Express the lines from the one containing "trace the outline of black boot" through the one containing "[[[785,456],[803,456],[803,431],[791,429],[791,450]]]" as a JSON array of strings, one string per line, with both end lines included and blank lines omitted.
________________
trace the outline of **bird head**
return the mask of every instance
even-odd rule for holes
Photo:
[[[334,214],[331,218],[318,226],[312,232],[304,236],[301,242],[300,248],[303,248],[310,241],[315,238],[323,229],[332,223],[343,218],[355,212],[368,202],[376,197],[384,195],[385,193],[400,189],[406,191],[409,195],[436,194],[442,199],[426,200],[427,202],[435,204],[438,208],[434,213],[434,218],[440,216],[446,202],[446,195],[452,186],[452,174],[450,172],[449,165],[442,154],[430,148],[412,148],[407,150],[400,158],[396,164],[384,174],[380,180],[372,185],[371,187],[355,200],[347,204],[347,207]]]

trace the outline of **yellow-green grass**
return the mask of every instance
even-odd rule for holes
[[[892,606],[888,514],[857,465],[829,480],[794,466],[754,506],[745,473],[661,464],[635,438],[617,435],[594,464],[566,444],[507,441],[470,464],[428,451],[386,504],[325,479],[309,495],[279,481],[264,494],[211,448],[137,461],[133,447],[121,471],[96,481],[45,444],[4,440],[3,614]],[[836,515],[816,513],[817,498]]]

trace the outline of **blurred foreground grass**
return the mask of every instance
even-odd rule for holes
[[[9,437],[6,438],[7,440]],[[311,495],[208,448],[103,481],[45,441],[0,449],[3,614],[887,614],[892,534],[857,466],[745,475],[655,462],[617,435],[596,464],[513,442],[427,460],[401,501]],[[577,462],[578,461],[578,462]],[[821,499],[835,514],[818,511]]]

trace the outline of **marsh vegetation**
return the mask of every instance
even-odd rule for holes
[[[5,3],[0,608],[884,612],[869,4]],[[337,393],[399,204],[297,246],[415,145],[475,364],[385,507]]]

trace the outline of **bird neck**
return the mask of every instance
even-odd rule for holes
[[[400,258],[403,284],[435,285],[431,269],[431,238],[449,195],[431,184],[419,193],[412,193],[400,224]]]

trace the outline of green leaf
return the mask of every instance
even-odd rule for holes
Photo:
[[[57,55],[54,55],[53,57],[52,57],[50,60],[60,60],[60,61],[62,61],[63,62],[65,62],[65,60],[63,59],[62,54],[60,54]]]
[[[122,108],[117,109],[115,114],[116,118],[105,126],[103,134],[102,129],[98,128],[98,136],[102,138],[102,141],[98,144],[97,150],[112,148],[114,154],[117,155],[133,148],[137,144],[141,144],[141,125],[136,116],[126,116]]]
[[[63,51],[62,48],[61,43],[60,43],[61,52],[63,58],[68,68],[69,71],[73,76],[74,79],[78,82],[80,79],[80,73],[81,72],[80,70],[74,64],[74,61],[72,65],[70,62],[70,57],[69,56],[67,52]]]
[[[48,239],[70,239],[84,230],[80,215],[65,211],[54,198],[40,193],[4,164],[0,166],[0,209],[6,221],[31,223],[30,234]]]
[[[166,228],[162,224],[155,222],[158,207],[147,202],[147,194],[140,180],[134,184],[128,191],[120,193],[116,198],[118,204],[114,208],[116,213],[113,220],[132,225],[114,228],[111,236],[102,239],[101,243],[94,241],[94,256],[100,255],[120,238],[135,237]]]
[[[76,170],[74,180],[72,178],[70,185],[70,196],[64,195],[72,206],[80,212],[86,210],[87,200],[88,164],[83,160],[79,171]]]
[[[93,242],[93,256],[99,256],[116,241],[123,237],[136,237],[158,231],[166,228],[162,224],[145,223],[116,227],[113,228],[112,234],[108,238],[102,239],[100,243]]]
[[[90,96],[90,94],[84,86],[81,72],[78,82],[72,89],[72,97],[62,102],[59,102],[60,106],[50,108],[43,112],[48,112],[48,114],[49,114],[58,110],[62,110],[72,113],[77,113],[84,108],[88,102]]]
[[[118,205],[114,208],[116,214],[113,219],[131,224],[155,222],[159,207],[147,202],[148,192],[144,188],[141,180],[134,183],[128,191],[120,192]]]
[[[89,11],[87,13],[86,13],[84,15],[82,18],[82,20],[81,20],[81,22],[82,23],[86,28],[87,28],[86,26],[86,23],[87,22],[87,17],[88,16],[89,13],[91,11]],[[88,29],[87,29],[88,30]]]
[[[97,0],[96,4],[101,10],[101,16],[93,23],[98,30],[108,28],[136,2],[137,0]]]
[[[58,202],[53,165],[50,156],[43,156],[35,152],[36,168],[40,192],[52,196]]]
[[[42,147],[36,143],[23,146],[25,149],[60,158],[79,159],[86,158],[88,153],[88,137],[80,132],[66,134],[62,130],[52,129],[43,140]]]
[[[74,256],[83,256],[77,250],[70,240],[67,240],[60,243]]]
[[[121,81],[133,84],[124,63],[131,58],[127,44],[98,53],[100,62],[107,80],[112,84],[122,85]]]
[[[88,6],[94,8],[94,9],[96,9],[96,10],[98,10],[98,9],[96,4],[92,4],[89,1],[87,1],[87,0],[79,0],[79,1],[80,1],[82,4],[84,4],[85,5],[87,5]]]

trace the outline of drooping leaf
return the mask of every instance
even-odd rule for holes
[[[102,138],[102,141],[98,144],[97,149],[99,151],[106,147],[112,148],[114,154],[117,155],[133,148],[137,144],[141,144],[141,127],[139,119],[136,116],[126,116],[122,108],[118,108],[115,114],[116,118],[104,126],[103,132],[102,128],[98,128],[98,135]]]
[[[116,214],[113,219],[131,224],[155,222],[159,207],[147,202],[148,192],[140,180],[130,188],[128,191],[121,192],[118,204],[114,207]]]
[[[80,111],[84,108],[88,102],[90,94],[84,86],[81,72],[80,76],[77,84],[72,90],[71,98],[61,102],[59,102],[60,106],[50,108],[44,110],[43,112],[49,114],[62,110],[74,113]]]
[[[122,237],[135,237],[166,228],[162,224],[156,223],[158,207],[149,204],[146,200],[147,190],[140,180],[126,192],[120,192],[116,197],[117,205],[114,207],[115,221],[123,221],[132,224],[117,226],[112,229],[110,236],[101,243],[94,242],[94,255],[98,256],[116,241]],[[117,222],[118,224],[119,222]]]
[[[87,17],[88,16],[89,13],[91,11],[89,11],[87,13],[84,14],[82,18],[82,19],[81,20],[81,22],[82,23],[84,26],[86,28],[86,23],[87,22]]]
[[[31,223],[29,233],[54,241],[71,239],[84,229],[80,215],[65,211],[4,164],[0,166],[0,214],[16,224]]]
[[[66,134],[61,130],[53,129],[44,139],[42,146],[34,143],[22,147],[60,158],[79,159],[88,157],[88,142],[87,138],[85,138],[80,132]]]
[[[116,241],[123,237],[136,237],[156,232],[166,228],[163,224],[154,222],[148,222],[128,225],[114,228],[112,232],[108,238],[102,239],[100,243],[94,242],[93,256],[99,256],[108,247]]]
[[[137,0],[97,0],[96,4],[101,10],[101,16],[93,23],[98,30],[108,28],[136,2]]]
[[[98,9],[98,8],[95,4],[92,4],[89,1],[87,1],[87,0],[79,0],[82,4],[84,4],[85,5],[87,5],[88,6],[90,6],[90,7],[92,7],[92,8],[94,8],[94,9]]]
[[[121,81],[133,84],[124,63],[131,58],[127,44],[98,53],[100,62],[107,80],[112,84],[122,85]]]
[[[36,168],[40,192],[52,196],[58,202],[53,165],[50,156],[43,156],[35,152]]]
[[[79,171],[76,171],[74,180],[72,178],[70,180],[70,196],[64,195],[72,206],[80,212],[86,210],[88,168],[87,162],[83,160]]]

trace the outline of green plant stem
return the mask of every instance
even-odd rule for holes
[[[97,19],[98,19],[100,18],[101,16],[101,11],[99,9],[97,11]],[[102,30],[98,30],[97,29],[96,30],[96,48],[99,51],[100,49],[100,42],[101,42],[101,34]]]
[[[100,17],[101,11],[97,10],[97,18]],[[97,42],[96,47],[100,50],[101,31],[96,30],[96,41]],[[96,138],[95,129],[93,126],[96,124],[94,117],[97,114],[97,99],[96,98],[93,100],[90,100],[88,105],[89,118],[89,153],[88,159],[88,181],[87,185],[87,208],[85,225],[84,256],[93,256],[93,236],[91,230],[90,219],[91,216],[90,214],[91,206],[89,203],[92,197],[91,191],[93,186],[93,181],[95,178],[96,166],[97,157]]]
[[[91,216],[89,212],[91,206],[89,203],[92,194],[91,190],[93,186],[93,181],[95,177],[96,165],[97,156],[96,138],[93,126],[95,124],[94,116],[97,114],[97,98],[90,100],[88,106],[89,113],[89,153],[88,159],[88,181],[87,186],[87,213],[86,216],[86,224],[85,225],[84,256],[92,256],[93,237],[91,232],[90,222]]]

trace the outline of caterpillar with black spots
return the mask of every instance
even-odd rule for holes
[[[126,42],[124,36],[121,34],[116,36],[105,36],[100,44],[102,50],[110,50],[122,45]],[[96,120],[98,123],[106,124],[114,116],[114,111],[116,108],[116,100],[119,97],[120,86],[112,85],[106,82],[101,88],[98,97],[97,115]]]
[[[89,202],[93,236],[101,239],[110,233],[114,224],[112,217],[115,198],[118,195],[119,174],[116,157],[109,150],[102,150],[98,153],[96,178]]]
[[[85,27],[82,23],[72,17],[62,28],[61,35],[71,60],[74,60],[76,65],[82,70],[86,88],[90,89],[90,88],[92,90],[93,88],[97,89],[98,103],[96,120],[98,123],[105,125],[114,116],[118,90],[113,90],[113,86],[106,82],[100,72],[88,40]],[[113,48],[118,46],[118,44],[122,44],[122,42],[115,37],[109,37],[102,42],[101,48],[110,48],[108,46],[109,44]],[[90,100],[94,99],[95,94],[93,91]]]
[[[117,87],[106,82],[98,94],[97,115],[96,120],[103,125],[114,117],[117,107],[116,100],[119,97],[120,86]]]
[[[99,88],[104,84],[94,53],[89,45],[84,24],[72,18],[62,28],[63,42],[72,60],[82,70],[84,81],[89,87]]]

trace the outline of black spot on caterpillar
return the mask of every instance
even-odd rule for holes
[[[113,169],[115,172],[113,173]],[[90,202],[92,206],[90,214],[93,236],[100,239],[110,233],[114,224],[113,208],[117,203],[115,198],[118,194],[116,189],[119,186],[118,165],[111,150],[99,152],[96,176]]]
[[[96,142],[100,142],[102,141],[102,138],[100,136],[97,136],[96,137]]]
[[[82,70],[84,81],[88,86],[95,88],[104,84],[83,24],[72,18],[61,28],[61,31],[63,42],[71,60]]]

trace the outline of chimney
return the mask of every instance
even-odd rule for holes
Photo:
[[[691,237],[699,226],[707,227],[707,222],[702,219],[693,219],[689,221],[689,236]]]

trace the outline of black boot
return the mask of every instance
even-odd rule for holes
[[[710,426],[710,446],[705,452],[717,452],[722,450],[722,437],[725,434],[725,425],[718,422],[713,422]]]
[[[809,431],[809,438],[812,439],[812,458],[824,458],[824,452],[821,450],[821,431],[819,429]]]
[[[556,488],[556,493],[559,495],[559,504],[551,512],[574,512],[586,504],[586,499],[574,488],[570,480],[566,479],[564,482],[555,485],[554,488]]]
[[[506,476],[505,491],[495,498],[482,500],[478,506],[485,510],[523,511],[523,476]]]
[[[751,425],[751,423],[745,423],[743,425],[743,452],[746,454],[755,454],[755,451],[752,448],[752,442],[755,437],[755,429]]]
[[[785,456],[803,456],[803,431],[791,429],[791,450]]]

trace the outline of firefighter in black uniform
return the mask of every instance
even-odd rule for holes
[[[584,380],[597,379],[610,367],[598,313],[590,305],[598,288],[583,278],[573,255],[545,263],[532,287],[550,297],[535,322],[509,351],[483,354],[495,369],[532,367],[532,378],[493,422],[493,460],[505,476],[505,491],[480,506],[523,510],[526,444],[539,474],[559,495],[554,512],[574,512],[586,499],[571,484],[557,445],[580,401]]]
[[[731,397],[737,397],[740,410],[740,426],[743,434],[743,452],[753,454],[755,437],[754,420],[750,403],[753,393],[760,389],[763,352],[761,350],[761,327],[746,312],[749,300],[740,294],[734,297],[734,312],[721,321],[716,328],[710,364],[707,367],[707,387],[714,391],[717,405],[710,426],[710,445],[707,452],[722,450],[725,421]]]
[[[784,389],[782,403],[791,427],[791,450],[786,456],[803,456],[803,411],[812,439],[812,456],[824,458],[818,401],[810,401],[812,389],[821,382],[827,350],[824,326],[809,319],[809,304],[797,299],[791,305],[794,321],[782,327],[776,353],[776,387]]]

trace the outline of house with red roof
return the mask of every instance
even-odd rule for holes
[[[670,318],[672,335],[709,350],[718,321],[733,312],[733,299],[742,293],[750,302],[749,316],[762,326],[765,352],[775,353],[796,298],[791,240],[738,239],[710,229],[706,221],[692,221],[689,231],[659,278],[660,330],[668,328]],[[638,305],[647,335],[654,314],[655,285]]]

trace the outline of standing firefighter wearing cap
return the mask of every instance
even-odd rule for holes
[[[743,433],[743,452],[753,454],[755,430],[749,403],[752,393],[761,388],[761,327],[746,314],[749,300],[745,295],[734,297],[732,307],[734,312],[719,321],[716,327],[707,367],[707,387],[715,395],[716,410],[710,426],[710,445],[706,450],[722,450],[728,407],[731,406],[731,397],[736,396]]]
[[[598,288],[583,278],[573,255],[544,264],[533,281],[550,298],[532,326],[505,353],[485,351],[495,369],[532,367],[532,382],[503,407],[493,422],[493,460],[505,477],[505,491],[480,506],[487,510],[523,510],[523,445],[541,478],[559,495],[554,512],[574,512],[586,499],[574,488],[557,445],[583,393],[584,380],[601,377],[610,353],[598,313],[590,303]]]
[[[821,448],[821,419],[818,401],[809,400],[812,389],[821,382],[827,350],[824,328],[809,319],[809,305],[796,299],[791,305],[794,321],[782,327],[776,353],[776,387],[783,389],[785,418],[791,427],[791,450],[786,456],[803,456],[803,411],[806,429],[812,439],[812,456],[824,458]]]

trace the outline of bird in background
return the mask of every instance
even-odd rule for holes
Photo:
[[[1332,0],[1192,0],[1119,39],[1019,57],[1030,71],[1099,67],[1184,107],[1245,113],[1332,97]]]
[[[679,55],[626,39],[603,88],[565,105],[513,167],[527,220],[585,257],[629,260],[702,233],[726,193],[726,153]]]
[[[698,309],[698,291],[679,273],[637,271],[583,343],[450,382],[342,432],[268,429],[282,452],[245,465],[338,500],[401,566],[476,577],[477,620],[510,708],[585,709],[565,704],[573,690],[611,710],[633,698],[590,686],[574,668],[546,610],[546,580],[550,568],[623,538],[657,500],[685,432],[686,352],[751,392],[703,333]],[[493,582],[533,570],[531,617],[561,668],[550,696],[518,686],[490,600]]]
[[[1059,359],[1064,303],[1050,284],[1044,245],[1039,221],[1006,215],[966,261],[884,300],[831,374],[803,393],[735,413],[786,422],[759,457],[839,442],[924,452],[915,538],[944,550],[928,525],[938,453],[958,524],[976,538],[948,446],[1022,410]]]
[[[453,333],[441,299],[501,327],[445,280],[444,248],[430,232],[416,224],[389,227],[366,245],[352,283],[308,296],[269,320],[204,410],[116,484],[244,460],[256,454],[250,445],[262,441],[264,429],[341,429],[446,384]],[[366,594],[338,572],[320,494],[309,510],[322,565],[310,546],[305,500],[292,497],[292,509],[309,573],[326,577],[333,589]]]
________________
- [Task solution]
[
  "trace the outline of black boot",
  "return the mask of every instance",
  "even-odd rule for holes",
  "[[[710,426],[710,446],[705,452],[717,452],[722,450],[722,437],[725,434],[725,425],[718,422],[713,422]]]",
  "[[[809,431],[809,438],[812,439],[812,458],[824,458],[824,452],[821,450],[821,431],[819,429]]]",
  "[[[556,488],[556,493],[559,495],[559,504],[551,512],[574,512],[586,504],[586,499],[574,488],[570,480],[566,479],[564,482],[555,485],[554,488]]]",
  "[[[506,476],[505,491],[495,498],[482,500],[478,506],[485,510],[523,511],[523,476]]]",
  "[[[751,425],[751,423],[745,423],[743,425],[743,452],[746,454],[755,454],[755,451],[752,448],[752,442],[755,437],[755,429]]]",
  "[[[785,456],[803,456],[803,431],[791,429],[791,450]]]"
]